— start of ROWS —

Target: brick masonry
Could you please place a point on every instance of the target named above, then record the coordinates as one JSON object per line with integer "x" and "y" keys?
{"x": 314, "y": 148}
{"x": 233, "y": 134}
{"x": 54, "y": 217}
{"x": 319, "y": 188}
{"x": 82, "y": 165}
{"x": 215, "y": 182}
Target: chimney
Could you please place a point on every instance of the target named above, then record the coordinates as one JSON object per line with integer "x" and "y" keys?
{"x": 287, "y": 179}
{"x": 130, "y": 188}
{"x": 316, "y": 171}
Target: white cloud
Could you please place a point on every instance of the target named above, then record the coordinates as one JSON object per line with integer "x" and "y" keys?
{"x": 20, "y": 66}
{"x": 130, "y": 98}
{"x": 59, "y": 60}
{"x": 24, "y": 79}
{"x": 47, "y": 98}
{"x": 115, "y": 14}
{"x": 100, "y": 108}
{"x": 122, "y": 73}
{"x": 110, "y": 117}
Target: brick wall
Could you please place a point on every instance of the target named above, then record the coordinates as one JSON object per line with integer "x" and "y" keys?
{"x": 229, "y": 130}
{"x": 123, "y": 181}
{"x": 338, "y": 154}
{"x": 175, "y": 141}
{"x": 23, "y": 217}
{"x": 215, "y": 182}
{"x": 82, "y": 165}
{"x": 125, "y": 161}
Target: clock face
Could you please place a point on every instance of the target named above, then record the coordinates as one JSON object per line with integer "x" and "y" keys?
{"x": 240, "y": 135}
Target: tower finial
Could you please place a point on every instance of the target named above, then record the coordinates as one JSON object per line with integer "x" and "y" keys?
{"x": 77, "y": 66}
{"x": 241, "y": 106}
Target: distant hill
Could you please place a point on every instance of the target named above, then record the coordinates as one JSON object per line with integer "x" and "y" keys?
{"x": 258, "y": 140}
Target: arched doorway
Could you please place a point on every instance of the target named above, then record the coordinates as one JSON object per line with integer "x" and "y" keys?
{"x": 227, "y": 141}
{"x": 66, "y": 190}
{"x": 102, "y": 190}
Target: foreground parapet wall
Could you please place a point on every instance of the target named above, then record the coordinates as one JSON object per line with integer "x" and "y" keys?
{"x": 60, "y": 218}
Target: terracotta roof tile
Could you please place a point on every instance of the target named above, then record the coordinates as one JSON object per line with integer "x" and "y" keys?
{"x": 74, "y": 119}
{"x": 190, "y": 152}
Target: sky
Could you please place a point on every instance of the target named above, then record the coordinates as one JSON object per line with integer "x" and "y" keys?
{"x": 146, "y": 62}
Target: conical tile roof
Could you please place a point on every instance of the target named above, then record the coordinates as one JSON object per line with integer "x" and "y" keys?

— end of ROWS —

THE TASK:
Update the data above by replacing each occurrence of "brick" with "stone", and write out every line again with nothing else changed.

TASK RESPONSE:
Target: stone masonry
Could you please place a point on every instance of the target named above, then record the coordinates as one JSON object per line with integer "x" and "y" keys?
{"x": 314, "y": 148}
{"x": 233, "y": 134}
{"x": 54, "y": 217}
{"x": 319, "y": 188}
{"x": 82, "y": 165}
{"x": 215, "y": 182}
Target: chimney
Could you please place a point on every instance of the target named above, then record the coordinates as one JSON object per line with integer "x" and "y" keys?
{"x": 287, "y": 179}
{"x": 130, "y": 188}
{"x": 316, "y": 171}
Target: white cloud
Could you please place a point on every instance of the target named above, then record the coordinates as one JSON object per line with integer "x" and "y" keys?
{"x": 20, "y": 66}
{"x": 130, "y": 98}
{"x": 59, "y": 60}
{"x": 24, "y": 79}
{"x": 47, "y": 98}
{"x": 115, "y": 14}
{"x": 100, "y": 108}
{"x": 122, "y": 73}
{"x": 110, "y": 117}
Target: stone wall
Could you please place a point on every instance of the target named above, then record the coordinates as one JSON object per line with integer "x" and "y" keys?
{"x": 229, "y": 130}
{"x": 123, "y": 181}
{"x": 338, "y": 154}
{"x": 175, "y": 141}
{"x": 23, "y": 217}
{"x": 215, "y": 182}
{"x": 82, "y": 165}
{"x": 125, "y": 161}
Target: clock face
Could you please place a point on every instance of the target named above, then record the coordinates as one JSON object per line with integer "x" and "y" keys?
{"x": 240, "y": 135}
Target: tower finial
Could you please place a point on every instance of the target named above, then record the coordinates as one JSON object per line with integer "x" and "y" keys?
{"x": 77, "y": 66}
{"x": 241, "y": 106}
Target: distant hill
Could you please place a point on every instance of the target named above, then record the coordinates as one JSON object per line with integer "x" and "y" keys?
{"x": 258, "y": 140}
Target: arched doorway
Could you please place a point on every instance of the target named above, then record the coordinates as one JSON object per line with integer "x" and "y" keys?
{"x": 227, "y": 141}
{"x": 66, "y": 190}
{"x": 102, "y": 190}
Target: foreground parapet wall
Could you please place a point on every instance of the target named above, then record the coordinates as one JSON object per line with integer "x" and "y" keys?
{"x": 60, "y": 218}
Target: terracotta roof tile
Could you please place a point on every instance of the target named above, then record the coordinates as one JSON object per line with integer "x" and "y" keys?
{"x": 74, "y": 119}
{"x": 190, "y": 152}
Target: sky
Could you please place a point on every instance of the target named above, then record the coordinates as one JSON object per line with integer "x" and "y" keys?
{"x": 146, "y": 62}
Target: conical tile roof
Could you please place a point on every instance of the target named above, then record the coordinates as one JSON object per line with integer "x" and "y" keys?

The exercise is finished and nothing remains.